(What to produce) Write out again the data between the line holding "of the menu" and the line holding "[[123, 205], [83, 208], [158, 197], [166, 247], [156, 167]]", inclusive, with no other lines. Keep the wording unchanged, but scale every coordinate in the answer by 0.3 and round each to a whole number, rounding halves up.

(Supplied information)
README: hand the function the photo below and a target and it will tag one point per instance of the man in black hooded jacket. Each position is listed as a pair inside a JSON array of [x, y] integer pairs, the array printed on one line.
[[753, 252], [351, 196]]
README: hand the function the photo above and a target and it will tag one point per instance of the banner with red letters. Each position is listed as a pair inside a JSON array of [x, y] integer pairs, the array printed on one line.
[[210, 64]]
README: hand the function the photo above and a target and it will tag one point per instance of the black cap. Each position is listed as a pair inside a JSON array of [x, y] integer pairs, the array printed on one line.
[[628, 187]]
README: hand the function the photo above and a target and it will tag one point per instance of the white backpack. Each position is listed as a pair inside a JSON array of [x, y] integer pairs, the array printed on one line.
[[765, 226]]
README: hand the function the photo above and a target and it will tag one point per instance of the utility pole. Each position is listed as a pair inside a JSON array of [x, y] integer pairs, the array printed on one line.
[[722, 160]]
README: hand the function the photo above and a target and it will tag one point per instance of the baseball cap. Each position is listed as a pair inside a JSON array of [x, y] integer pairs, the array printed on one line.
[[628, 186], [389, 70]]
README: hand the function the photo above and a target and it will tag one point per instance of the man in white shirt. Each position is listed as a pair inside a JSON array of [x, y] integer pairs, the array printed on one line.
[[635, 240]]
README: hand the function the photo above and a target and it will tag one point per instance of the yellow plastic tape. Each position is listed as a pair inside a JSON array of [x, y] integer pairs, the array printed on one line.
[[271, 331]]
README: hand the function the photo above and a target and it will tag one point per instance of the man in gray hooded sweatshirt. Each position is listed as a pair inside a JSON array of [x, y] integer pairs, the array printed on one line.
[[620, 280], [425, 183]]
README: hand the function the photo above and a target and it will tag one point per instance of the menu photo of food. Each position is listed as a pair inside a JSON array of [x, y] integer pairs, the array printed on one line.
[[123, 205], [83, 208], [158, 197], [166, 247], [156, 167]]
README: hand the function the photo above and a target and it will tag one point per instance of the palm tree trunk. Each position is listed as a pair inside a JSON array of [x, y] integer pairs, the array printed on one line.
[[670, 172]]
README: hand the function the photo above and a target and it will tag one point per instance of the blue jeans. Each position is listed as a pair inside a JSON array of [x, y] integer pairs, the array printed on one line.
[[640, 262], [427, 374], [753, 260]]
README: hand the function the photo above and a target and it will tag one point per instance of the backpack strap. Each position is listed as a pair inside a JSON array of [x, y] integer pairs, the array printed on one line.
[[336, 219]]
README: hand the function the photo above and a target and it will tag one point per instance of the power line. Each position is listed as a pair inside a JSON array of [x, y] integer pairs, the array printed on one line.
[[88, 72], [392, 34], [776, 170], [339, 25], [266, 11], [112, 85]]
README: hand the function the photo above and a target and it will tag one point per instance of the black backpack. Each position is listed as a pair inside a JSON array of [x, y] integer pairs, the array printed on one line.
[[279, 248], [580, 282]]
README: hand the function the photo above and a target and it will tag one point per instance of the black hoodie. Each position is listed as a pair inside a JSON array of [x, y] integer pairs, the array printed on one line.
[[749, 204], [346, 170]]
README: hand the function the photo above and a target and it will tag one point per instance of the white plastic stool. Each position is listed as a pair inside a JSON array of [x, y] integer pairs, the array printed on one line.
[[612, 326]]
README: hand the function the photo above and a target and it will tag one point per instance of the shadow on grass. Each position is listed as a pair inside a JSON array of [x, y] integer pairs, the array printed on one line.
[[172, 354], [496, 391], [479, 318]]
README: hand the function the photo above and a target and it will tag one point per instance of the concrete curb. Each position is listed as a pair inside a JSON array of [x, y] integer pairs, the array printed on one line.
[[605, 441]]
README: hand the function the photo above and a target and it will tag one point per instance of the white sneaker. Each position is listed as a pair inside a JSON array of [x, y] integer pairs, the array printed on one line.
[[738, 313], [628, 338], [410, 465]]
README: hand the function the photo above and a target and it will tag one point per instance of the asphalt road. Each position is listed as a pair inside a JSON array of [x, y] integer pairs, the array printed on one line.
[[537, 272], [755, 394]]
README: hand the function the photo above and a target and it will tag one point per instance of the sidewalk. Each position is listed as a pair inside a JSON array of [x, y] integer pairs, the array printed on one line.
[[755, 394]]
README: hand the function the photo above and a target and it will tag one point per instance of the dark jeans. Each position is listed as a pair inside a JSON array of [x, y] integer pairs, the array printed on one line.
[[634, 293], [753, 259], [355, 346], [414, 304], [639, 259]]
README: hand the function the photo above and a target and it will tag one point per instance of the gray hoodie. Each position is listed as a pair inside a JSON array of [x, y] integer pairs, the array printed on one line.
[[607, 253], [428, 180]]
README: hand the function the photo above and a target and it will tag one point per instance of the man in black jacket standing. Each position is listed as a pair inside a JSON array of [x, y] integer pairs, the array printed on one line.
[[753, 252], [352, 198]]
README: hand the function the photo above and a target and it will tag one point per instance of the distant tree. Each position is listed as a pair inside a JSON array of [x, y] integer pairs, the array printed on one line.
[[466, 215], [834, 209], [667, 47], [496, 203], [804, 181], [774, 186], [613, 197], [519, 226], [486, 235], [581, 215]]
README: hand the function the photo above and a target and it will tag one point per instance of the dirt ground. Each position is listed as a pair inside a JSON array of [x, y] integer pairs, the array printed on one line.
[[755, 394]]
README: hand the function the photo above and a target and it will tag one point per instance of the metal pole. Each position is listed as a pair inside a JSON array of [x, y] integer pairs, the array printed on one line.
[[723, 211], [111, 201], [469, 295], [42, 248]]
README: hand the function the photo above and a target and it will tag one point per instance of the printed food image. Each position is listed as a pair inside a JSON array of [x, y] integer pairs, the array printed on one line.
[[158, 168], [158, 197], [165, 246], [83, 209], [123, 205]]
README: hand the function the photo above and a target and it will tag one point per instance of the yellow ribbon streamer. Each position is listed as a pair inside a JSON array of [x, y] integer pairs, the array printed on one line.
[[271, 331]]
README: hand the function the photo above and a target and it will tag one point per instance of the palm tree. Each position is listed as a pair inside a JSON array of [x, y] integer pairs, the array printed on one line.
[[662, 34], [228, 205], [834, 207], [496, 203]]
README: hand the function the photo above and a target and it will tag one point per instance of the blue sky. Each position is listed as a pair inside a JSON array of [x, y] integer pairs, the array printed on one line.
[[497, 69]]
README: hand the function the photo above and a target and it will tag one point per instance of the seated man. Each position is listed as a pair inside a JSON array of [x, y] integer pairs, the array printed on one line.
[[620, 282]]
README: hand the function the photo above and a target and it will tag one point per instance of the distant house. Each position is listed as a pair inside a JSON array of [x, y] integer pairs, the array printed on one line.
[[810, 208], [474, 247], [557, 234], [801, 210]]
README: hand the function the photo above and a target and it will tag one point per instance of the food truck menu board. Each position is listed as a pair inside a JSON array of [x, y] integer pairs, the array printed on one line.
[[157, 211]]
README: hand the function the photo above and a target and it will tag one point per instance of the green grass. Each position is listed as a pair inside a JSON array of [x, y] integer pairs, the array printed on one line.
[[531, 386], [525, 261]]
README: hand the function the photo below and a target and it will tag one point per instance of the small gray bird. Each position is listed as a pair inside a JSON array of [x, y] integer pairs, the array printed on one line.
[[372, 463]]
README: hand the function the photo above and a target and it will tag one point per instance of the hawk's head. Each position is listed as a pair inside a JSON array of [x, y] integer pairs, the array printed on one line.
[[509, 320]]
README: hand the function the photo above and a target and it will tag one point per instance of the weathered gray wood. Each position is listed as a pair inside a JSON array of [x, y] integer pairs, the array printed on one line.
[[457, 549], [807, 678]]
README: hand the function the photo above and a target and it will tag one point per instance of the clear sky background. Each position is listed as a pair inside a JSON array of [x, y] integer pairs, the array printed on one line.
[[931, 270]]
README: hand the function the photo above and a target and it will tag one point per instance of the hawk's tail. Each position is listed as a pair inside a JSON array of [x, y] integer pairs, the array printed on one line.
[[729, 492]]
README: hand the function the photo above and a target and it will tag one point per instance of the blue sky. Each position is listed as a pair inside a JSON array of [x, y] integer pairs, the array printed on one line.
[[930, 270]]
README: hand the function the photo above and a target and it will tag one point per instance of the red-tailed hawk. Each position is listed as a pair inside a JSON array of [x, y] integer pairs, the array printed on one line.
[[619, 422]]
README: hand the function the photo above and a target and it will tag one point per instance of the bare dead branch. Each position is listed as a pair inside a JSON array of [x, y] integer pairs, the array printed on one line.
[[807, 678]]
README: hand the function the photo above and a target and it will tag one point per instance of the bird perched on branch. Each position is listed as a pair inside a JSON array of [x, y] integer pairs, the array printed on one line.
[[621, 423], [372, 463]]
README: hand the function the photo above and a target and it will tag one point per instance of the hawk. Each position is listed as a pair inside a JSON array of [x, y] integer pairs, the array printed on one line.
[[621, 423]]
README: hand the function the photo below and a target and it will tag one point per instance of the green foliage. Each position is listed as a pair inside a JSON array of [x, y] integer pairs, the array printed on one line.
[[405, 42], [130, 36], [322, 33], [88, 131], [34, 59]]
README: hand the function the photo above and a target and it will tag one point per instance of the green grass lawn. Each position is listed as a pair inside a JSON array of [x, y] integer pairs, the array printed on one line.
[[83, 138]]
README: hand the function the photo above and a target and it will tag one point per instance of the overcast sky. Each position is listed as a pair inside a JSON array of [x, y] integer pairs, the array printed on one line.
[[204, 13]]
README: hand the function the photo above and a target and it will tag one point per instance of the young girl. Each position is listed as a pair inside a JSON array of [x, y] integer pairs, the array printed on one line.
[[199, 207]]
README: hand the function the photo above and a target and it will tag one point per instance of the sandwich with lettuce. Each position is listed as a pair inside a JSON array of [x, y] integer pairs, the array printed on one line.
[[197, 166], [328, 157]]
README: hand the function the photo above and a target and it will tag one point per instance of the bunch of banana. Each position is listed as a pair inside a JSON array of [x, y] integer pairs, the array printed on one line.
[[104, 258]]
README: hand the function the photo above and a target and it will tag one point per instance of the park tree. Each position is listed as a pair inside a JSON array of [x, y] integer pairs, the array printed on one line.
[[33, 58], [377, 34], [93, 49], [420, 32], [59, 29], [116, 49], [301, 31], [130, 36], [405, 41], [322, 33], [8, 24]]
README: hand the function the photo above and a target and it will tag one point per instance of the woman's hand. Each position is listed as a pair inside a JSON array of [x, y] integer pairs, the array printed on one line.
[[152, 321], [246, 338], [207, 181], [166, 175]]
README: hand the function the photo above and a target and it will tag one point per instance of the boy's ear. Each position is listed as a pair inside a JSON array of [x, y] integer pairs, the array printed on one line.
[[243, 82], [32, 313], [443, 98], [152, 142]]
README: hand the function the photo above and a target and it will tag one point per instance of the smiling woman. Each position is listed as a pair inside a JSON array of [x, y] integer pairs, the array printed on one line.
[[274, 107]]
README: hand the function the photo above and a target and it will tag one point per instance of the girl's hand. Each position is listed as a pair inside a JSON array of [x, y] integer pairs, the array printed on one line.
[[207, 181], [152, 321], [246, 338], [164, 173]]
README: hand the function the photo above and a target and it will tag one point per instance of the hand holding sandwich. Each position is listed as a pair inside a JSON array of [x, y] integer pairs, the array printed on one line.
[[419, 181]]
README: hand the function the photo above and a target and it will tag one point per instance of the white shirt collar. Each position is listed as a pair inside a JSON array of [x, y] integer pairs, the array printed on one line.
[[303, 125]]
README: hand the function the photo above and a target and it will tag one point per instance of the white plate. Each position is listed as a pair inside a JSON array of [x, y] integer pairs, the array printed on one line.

(Written answer)
README: hand the function the photo above and a target and it will tag one point per instance of the menu photo of food. Each position is listed as a pair inside a JSON array of [x, y] integer pairs, the array printed on one line.
[[37, 62], [25, 62], [47, 59], [50, 74], [47, 50]]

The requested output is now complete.